List every party that the court report below names as a respondent in Zakzaky's suit.

> [Excerpt]
**********
The Federal High Court sitting in Abuja, okayed the N2billion suit filed by the detained leader of the Shi’ite Islamic sect, Sheikh Ibraheem Zakzaky, against the Federal Government.
The trial judge, Justice Gabriel Kolawole, however, fixed June 14 for hearing.
He further ordered service of the relevant court processes on the Attorney General of the Federation and Minister of Justice, Abubakar Malami, SAN. Also cited as respondent alongside AGF are the Department of State Services, DSS, and the Nigerian Police Force.
Zakzaky, who had been in detention since December 2015, through his counsel Femi Falana, SAN, is praying the court for the enforcement of his fundamental rights to life, personal liberty, dignity of human person, right to private and family life and private property.
Falana hinged the suit marked FHC/CS/128/2016 on Sections 33, 34, 35, 36, 37, 40, 41 and 46 (1) & (2) of the 1999 Constitution, as amended, as well as on Articles 4, 5, 6, 11 and 12(1) of the African Charter on Human & Peoples Rights (Ratification and Enforcement) Act, LFN, 2010.
The plaintiff wants the court to declare that the detention of the applicant at Abuja by the respondents since December 14, 2015, was illegal and unconstitutional as it violated his fundamental rights to personal liberty as enshrined in section 35 of the Constitution of the Federal Republic of Nigeria, as amended, and Article 6 of the African Charter on Human and Peoples’ Rights (Ratification and Enforcement) Act (CAP A10), Laws of the Federation of Nigeria, 2004.
Falana is also contending that the continued detention of his client without being charged before a competent court is in violation of his right to fair hearing as enshrined in section 36 of the 1999 Constitution, as amended.
He further submitted that the applicant had since lost one of his eyes, owing to the treatment meted out to him by security agents, acting on behalf of the Federal Government, adding that the detained Sh’ite leader was denied access to his medical doctors, family members and relatives.
He, however, submitted that the applicant’s rights to health and association as enshrined in Article 16 of the African Charter on Human and Peoples Rights had been violated.
Falana prayed the court to declare that detention of the applicant without access to his family and friends was not only illegal but in violation of his rights to freedom of association as enshrined in section 40 of the Constitution.
He further prayed the court for an order directing the immediate and unconditional release of the applicant from the custody of the 1st and 2nd respondents. He also prayed the court for an order restraining the respondents from further violating the applicant’s fundamental rights in any manner whatsoever and howsoever without lawful justification.
**********
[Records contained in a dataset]
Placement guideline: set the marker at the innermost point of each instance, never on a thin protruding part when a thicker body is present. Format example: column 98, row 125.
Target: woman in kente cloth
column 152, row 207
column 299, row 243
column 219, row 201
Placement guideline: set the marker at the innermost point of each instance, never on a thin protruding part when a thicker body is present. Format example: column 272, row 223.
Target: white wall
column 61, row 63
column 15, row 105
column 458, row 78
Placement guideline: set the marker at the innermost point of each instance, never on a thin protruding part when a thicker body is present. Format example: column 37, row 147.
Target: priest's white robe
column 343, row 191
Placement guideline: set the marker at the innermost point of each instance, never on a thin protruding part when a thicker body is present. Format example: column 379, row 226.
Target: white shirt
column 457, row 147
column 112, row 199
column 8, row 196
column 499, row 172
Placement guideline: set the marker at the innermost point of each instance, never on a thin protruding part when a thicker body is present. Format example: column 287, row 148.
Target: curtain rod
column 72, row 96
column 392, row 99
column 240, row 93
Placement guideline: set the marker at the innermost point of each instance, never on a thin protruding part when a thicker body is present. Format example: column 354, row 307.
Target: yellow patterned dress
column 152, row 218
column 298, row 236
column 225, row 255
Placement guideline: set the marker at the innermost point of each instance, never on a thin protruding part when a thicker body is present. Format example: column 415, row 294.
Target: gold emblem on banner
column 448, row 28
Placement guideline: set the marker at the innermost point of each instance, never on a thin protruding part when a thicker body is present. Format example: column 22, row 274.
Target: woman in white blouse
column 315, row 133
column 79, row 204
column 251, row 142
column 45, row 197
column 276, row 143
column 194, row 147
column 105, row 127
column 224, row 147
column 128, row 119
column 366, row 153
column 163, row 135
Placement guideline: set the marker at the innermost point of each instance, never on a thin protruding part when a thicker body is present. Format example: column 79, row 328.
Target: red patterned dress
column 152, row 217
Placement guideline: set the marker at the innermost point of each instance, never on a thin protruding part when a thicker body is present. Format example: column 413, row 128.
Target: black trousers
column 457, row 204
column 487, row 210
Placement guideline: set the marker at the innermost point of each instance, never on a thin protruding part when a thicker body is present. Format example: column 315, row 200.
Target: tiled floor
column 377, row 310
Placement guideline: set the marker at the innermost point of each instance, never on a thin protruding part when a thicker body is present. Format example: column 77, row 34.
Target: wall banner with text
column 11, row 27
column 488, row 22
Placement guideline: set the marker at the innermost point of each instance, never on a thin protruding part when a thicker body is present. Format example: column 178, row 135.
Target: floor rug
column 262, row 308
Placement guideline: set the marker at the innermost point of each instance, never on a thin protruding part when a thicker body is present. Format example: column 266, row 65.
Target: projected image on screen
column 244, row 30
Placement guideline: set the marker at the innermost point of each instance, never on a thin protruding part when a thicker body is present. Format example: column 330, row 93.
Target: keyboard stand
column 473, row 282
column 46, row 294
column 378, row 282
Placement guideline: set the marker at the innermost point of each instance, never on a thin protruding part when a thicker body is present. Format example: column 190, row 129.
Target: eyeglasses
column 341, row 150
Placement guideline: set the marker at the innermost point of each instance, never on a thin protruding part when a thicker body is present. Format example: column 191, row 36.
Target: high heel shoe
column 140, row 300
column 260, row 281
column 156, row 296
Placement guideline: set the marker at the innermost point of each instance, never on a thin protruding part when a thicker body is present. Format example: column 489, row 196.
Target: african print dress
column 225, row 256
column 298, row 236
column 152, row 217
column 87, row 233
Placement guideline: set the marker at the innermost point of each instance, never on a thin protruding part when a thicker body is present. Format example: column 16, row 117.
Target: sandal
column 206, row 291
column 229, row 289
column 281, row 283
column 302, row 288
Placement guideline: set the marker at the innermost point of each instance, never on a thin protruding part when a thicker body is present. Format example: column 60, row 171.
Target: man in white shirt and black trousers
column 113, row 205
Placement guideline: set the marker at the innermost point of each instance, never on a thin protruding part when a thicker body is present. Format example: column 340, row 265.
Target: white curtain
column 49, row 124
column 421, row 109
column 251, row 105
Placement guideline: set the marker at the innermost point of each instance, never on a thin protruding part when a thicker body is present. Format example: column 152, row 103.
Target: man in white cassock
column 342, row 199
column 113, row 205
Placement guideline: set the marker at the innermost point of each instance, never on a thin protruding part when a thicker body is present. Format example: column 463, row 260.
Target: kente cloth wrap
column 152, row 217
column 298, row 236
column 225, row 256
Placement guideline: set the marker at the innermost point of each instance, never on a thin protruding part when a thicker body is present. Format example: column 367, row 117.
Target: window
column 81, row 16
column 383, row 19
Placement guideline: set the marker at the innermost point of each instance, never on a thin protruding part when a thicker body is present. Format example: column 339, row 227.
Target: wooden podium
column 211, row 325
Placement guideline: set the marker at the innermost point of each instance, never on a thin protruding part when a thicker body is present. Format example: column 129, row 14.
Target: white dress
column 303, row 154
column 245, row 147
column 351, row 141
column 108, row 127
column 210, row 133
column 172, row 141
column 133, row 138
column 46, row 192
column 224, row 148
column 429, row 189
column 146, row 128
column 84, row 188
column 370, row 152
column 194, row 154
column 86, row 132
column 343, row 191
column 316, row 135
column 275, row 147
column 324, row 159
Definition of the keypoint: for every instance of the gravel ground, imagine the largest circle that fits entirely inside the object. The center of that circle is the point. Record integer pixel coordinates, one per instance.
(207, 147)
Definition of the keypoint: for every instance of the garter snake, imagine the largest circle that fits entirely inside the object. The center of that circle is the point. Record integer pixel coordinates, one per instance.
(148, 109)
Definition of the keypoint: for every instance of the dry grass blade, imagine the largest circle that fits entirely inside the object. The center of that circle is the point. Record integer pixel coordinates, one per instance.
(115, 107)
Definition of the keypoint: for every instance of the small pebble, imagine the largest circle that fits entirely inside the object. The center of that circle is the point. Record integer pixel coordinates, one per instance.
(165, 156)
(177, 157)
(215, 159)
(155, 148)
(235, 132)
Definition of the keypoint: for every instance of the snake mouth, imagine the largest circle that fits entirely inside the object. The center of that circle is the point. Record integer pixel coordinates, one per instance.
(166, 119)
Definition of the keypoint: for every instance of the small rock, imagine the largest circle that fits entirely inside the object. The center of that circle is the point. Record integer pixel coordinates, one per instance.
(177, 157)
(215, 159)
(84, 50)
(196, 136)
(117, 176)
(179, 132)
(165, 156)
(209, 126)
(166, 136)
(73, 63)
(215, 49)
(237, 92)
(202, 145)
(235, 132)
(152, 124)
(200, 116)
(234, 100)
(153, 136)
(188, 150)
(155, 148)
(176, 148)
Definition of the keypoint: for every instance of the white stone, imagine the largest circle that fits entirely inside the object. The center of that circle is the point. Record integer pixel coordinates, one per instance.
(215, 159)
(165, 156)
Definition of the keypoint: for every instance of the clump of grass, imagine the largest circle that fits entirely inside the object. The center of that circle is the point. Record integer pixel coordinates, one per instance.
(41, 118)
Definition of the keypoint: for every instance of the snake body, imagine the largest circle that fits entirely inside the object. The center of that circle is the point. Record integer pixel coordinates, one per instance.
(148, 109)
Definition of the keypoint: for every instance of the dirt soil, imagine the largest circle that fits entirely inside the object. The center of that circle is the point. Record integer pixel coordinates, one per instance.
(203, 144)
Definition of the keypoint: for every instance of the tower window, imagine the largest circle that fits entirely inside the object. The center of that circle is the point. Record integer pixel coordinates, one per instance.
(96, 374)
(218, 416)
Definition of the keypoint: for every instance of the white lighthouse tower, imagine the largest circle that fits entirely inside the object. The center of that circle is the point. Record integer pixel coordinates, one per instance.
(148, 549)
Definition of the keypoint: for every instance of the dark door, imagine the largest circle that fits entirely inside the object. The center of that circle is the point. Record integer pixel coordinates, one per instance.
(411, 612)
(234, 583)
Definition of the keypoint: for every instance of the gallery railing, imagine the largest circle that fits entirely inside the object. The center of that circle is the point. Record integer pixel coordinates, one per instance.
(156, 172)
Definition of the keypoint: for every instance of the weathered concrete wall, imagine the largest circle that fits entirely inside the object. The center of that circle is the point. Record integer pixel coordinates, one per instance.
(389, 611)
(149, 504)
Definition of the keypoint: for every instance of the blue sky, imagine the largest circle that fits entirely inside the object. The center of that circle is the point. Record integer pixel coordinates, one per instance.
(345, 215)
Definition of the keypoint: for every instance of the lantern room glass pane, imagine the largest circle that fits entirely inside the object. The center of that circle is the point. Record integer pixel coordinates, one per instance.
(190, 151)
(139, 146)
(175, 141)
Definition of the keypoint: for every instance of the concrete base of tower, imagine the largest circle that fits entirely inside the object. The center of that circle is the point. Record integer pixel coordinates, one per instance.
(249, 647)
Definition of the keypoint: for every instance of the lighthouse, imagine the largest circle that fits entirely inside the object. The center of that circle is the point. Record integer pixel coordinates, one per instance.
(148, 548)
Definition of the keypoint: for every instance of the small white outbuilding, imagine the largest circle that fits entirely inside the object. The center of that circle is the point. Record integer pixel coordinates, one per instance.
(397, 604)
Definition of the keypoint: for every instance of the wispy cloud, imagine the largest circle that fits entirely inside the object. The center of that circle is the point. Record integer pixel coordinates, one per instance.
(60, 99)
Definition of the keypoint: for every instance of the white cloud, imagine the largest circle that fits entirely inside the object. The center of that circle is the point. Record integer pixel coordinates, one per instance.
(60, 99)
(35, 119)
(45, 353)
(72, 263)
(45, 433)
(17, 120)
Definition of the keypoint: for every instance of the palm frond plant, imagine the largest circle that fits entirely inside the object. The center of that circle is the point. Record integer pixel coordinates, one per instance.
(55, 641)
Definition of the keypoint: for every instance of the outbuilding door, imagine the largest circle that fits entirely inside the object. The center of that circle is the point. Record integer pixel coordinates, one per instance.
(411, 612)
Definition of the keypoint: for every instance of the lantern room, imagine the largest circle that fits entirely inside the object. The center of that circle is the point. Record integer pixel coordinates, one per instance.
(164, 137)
**********
> [Response]
- The Attorney General of the Federation and Minister of Justice, Abubakar Malami, SAN
- The Department of State Services (DSS)
- The Nigerian Police Force